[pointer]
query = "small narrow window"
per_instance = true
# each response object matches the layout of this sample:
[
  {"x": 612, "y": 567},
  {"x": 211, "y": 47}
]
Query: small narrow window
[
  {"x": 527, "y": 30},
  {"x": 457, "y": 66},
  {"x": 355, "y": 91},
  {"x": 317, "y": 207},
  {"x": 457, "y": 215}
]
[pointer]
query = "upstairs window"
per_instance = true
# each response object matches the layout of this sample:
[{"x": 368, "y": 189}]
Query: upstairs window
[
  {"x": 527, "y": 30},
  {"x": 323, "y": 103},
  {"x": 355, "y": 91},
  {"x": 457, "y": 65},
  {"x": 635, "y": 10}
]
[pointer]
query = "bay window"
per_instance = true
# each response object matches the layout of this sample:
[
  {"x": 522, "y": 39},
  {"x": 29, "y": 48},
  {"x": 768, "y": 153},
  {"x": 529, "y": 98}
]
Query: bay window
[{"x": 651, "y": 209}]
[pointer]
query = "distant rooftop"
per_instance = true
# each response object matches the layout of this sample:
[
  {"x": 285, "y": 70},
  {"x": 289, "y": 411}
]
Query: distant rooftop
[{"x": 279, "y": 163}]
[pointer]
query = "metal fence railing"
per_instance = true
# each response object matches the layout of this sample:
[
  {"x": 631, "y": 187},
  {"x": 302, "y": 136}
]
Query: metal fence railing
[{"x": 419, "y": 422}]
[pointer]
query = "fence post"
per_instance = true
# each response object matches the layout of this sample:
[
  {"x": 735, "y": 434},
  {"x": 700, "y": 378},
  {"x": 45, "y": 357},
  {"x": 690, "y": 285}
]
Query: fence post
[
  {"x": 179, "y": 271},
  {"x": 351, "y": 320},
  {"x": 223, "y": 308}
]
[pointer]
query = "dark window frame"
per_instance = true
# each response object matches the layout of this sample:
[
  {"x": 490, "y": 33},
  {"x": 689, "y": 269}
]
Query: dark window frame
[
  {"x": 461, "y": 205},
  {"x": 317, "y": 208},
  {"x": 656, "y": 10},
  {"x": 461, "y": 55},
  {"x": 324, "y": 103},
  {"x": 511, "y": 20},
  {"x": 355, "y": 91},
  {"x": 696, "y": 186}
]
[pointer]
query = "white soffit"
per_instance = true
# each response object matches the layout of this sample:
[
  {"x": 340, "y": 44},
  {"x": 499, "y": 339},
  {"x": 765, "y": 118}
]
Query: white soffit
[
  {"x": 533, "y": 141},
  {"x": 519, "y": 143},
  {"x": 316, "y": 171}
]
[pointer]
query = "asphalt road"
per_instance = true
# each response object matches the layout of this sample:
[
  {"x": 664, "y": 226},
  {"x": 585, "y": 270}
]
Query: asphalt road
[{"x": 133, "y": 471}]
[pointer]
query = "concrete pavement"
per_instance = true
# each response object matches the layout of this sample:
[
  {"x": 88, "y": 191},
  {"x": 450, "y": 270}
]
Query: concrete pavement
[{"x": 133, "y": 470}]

========================

■ **Prompt**
Select every line of the records above that contains the word "fence", and copy those lines.

■ **Full solution**
query = "metal fence railing"
Query: metal fence railing
query = "fence post"
Query: fence post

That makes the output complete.